**ROWS:**
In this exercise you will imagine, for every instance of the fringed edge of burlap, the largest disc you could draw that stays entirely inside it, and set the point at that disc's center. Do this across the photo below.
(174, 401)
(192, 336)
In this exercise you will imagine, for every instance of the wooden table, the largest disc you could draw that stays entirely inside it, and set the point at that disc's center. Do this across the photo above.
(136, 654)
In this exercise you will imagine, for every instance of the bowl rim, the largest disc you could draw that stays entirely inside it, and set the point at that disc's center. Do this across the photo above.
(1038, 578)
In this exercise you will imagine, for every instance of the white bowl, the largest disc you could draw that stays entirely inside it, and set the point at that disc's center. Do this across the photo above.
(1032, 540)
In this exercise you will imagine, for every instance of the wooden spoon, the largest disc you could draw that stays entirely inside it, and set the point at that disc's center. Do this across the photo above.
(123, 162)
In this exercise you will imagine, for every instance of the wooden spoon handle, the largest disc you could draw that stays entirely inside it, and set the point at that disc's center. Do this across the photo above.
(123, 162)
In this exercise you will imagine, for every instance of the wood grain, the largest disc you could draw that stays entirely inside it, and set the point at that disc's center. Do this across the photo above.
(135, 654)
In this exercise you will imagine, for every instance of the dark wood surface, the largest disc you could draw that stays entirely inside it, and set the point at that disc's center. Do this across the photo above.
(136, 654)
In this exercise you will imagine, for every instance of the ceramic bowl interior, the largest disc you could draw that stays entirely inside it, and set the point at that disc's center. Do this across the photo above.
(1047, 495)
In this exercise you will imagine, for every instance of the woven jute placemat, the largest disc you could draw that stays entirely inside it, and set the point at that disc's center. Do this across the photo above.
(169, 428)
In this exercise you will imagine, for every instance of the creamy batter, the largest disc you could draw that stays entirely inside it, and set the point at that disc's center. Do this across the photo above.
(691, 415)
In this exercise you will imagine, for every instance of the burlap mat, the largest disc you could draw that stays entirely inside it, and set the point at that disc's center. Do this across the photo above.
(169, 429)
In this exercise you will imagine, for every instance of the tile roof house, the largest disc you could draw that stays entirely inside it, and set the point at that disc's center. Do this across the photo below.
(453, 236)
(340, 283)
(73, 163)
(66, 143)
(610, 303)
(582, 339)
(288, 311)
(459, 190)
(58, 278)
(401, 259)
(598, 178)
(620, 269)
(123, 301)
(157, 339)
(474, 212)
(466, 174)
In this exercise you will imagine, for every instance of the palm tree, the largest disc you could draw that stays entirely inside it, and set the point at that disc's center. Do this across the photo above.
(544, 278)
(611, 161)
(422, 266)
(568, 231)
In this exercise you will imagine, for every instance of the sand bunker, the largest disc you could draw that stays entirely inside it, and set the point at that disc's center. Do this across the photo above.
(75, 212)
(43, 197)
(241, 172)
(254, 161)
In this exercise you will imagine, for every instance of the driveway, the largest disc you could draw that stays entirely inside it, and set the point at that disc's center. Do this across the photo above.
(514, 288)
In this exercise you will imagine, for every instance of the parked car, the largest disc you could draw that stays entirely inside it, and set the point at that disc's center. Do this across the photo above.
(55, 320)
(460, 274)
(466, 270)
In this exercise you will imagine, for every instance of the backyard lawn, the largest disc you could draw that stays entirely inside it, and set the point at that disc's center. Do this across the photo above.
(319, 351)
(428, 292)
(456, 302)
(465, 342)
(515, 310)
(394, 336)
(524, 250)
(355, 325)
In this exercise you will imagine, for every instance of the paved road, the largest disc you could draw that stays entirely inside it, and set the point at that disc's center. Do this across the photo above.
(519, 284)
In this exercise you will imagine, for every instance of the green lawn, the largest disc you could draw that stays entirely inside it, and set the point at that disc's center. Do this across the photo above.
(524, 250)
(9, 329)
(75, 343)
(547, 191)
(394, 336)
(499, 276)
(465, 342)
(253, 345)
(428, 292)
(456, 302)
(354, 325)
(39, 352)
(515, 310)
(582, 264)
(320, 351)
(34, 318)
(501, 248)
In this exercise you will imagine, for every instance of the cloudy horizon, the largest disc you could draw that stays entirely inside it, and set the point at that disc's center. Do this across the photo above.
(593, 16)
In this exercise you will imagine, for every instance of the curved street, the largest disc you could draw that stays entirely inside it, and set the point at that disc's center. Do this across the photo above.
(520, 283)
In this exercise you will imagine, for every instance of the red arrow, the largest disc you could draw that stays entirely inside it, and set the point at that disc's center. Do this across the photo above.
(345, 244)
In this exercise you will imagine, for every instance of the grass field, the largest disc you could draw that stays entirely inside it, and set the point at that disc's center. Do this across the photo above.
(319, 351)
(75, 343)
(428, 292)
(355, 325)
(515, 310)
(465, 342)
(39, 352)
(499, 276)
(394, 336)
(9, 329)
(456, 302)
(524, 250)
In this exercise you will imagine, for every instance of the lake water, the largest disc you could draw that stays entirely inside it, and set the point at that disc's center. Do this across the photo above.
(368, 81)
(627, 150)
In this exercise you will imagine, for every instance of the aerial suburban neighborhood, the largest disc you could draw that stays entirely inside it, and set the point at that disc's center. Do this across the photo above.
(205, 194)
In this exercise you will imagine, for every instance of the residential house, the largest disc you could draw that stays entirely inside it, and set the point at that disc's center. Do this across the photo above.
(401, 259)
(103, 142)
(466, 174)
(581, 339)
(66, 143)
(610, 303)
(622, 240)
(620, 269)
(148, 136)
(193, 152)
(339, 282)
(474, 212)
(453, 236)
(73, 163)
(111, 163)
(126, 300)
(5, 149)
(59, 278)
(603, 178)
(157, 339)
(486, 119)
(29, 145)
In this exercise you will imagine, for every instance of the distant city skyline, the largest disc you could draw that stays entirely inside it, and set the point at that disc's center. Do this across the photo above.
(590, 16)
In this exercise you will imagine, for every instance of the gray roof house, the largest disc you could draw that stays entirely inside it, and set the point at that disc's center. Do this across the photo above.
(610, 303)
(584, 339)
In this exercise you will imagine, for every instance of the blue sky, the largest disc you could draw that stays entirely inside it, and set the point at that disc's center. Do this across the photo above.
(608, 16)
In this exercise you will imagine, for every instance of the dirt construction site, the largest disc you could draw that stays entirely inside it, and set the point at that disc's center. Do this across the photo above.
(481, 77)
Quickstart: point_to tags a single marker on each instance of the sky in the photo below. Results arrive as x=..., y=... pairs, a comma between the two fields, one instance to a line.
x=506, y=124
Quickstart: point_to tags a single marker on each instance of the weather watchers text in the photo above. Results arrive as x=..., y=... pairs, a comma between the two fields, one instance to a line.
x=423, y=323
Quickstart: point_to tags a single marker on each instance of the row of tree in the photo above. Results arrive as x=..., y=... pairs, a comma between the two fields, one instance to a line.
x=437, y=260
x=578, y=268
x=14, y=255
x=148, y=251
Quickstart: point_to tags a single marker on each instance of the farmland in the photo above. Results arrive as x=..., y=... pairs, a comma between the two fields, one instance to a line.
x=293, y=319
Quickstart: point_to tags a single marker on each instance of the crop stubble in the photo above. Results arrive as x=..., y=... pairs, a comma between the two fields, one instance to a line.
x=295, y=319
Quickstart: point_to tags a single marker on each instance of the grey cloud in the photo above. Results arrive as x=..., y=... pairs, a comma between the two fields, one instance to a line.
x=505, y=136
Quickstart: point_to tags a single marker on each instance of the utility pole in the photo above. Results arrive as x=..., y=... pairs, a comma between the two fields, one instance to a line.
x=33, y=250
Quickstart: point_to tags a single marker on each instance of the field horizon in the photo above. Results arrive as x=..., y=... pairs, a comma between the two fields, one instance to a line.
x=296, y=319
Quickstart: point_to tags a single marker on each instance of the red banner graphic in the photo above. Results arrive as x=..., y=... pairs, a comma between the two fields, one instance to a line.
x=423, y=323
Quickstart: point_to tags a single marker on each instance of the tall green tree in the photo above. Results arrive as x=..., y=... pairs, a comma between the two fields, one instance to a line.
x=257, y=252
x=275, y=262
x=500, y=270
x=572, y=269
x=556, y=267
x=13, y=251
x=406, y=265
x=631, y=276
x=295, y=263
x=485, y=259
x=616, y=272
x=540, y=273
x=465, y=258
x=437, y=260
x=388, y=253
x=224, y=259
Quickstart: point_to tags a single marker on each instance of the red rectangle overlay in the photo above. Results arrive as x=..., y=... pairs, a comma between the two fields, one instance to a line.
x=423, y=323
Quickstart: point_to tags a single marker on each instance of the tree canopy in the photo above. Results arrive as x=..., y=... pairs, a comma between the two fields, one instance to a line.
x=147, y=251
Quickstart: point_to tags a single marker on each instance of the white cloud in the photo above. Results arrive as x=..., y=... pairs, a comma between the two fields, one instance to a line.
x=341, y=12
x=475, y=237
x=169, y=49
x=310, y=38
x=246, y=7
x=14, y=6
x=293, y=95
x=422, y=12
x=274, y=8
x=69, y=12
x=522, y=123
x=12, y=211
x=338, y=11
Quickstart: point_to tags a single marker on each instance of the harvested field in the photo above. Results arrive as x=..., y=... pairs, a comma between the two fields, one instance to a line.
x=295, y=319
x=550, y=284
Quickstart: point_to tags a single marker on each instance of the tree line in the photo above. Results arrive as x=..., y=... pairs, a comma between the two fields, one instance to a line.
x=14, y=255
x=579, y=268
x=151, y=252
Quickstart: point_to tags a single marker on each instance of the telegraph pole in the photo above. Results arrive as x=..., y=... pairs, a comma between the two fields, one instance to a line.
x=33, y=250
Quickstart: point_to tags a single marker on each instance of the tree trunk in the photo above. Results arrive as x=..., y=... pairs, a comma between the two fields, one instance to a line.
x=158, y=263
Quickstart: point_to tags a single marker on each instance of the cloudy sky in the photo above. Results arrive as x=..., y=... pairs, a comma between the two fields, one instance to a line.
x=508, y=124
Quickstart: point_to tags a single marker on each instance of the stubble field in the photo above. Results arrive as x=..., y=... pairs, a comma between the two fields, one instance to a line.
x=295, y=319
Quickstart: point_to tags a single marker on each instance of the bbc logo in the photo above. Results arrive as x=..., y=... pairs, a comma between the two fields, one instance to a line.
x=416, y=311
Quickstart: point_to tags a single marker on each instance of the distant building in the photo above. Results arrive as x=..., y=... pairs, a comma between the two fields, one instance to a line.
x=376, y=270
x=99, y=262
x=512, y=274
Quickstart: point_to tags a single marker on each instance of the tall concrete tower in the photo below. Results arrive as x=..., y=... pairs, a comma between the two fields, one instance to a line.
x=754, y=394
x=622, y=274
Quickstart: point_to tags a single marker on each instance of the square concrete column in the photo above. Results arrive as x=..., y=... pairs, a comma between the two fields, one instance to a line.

**REQUIRED WORK:**
Repeat exactly the lines from the one containing "the distant building" through the last line of the records above, both included, and nothing else.

**WORKED ANSWER:**
Quickstart: point_to tags a single marker on each instance of the distant building in the photo above. Results arrive as x=..., y=... pairs, a comma between the two fields, one instance to a line.
x=376, y=270
x=99, y=262
x=512, y=274
Quickstart: point_to tags a single marker on each instance of the tall concrete tower in the photo below. Results arrive as x=..., y=... pairs, a comma between the two fields, one instance to a line.
x=754, y=394
x=622, y=274
Quickstart: point_to tags a single marker on each instance of the square concrete column in the photo above. Results arrive as x=..., y=... pairs, a comma between the two fields, one instance to a line.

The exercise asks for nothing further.